What you need to do: Repeat, word for word, the lines of the entries from the very first line through the line containing "(1006, 686)", inclusive.

Dataset entries on object locations:
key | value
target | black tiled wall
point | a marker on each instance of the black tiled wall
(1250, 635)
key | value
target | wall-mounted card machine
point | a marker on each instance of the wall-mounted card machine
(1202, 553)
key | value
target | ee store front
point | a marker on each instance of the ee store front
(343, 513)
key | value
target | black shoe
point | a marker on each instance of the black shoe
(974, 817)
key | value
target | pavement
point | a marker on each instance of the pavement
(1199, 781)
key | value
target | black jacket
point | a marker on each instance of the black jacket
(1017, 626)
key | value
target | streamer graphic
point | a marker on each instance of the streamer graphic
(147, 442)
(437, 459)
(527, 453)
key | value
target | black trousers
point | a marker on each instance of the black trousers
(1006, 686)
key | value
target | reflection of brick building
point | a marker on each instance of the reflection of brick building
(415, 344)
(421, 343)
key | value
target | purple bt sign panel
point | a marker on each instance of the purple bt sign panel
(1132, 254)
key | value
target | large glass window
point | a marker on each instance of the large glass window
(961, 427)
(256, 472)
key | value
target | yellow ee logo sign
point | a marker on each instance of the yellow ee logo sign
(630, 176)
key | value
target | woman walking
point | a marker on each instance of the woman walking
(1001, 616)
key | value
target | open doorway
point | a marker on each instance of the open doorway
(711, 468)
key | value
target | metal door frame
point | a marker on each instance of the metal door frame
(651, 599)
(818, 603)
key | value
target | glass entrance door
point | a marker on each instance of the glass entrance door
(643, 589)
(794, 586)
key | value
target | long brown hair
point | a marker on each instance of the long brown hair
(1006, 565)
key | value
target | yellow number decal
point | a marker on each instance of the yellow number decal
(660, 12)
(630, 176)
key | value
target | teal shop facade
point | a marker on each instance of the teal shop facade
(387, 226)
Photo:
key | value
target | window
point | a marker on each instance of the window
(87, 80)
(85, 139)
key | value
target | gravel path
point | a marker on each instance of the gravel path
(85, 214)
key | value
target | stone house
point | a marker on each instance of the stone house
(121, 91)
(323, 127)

Full output:
key | value
target | black tiled wall
point | a marker on each instance of the black tiled wall
(1250, 635)
key | value
target | wall-mounted card machine
point | a marker on each instance of the wall-mounted card machine
(1202, 553)
key | value
target | ee store front
point | a marker on each instance of the ee store front
(343, 513)
key | value
target | black shoe
point | a marker on each instance of the black shoe
(974, 817)
key | value
target | pavement
point | a marker on each instance of the pavement
(1199, 781)
key | value
target | black jacket
point | a marker on each instance of the black jacket
(1017, 626)
key | value
target | streamer graphic
point | a marker on each instance of the streamer graphic
(147, 442)
(437, 459)
(527, 453)
key | value
target | black trousers
point | a marker on each instance of the black trousers
(1006, 686)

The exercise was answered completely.